- [Task requirements]
All that should appear is the run of lines from the one containing "hey — spot the rope lead" through the end of the records, each repeated exactly.

***** Data to use *****

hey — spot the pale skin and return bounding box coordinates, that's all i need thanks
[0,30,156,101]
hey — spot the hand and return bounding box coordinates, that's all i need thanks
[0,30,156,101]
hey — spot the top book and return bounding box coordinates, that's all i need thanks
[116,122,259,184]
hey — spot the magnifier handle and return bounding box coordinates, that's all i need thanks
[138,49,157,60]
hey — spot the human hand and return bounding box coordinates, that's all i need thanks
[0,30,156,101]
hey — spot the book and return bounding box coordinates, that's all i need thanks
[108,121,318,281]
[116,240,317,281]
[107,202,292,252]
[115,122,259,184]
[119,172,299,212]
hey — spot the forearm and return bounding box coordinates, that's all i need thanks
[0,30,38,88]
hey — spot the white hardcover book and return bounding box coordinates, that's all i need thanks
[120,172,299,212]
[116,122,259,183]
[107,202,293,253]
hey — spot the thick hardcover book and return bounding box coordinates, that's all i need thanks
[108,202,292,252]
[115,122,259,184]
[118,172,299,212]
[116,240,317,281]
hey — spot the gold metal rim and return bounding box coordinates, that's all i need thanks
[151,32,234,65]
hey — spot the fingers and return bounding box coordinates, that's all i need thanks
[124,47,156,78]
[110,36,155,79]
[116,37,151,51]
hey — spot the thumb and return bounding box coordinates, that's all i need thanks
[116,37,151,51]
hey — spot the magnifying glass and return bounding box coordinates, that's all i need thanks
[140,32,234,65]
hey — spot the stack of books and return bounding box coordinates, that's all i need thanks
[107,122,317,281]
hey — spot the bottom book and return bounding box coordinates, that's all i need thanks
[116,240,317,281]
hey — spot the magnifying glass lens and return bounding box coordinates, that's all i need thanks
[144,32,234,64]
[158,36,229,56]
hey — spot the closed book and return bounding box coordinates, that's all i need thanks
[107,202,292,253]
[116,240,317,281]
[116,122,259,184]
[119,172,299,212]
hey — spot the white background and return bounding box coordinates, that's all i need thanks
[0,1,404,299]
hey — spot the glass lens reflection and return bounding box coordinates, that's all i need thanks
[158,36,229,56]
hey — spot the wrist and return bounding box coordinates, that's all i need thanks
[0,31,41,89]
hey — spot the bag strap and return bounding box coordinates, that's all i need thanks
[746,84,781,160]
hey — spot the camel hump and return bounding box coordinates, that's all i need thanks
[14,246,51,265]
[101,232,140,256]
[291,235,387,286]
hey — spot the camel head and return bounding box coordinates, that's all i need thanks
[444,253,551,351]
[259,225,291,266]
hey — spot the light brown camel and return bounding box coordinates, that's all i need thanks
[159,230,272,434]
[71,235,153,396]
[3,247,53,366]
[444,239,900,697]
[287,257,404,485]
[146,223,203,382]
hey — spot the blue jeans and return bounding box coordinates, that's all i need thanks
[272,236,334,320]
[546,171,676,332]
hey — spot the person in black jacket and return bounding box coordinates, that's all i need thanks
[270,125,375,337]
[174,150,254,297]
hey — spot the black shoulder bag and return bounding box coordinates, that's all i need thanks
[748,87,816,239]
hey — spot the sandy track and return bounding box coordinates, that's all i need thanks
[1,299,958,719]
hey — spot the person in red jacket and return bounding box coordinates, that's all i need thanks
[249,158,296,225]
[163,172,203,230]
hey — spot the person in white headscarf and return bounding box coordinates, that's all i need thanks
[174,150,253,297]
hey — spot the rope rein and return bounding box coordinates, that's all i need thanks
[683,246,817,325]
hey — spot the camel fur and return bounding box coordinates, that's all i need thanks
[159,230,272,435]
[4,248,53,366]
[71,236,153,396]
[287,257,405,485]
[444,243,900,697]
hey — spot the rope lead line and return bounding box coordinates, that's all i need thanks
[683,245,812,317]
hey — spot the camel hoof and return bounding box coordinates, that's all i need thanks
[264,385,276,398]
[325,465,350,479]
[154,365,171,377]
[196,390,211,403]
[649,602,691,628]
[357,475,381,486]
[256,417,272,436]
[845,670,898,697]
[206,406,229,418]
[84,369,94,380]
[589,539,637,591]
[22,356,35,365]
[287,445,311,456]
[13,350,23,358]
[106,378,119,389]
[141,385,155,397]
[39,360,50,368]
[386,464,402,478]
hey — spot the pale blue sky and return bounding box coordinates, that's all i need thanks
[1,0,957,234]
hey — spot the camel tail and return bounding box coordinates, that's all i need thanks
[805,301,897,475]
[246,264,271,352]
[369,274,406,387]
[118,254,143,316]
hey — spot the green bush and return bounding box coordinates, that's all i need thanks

*****

- [Exercise answer]
hey — spot the rope lead line and return bounding box coordinates, that's all i need thanks
[683,245,812,317]
hey — spot the camel hoof and return bounding box coordinates, that's all i need thanks
[264,385,276,398]
[325,465,350,479]
[154,365,171,377]
[196,390,211,403]
[649,602,691,628]
[357,475,381,486]
[256,417,272,436]
[845,670,898,697]
[206,406,229,418]
[84,369,94,380]
[589,539,637,591]
[22,356,35,365]
[287,445,311,456]
[13,350,23,358]
[106,378,119,389]
[141,385,155,397]
[39,360,50,368]
[386,464,402,478]
hey — spot the pale blue sky and return bounding box coordinates, that's all i need thanks
[1,0,957,234]
hey — spot the camel tail and return bounding box coordinates, that's all i need thanks
[805,301,897,475]
[246,264,271,352]
[369,274,406,387]
[118,254,143,316]
hey — spot the green bush and return bounding box coordinates, that's all i need thanks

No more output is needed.